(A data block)
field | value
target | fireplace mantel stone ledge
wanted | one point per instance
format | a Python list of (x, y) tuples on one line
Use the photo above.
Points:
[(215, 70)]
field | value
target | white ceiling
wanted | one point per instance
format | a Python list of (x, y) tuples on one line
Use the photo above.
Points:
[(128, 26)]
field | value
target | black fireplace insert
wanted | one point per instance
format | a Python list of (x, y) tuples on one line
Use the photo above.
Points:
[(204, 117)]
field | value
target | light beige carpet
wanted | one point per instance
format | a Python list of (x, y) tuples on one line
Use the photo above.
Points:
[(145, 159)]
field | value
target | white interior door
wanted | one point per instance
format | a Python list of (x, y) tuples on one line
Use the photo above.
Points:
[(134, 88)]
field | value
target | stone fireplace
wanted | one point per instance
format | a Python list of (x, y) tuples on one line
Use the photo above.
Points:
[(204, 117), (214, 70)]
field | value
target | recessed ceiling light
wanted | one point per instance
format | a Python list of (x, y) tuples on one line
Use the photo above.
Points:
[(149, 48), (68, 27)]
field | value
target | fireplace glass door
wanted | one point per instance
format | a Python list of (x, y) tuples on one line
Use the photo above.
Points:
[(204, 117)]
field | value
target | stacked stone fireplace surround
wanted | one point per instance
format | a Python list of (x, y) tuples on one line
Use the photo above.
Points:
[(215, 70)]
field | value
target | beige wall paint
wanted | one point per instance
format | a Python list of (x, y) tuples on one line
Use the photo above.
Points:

TASK BRIEF: Update the listing by replacing every occurrence of "one point per instance" with "a single point for each instance", leaving everything else unchanged.

TASK SOLUTION:
field | value
target | fireplace mantel stone ledge
wanted | a single point for each instance
format | a Python list of (x, y) tuples on one line
Use the photo above.
Points:
[(215, 70)]
field | value
target | white ceiling
wanted | a single point for each instance
format | a Python list of (x, y) tuples on one line
Use the photo above.
Points:
[(128, 26)]
field | value
target | black fireplace insert
wanted | a single point for each instance
format | a Python list of (x, y) tuples on one line
Use the photo above.
Points:
[(204, 117)]
field | value
target | light beige carpet
wanted | a single point for each instance
format | a Python list of (x, y) tuples on one line
Use the photo above.
Points:
[(145, 159)]
field | value
target | white interior door
wanted | a single point for each instance
format | a Python list of (x, y) tuples on one line
Use the photo above.
Points:
[(134, 88)]
field | value
target | stone fireplace
wanted | a single point for each instance
format | a Python list of (x, y) tuples on one line
Use the photo above.
Points:
[(204, 117), (214, 70)]
field | value
target | recessed ceiling light
wanted | a single point for each instance
format | a Python list of (x, y) tuples on one line
Use the photo above.
Points:
[(149, 48), (68, 27)]
field | value
target | fireplace glass door
wanted | a single point for each instance
format | a Python list of (x, y) tuples on one line
Use the photo above.
Points:
[(204, 117)]
field | value
target | stacked stone fireplace surround
wanted | a single point for each instance
format | a Python list of (x, y) tuples on one line
Use the photo above.
Points:
[(215, 70)]
field | value
target | beige wall paint
wanted | a single point for each instance
format | a Python list of (x, y) tuples on one line
Use the photo above.
Points:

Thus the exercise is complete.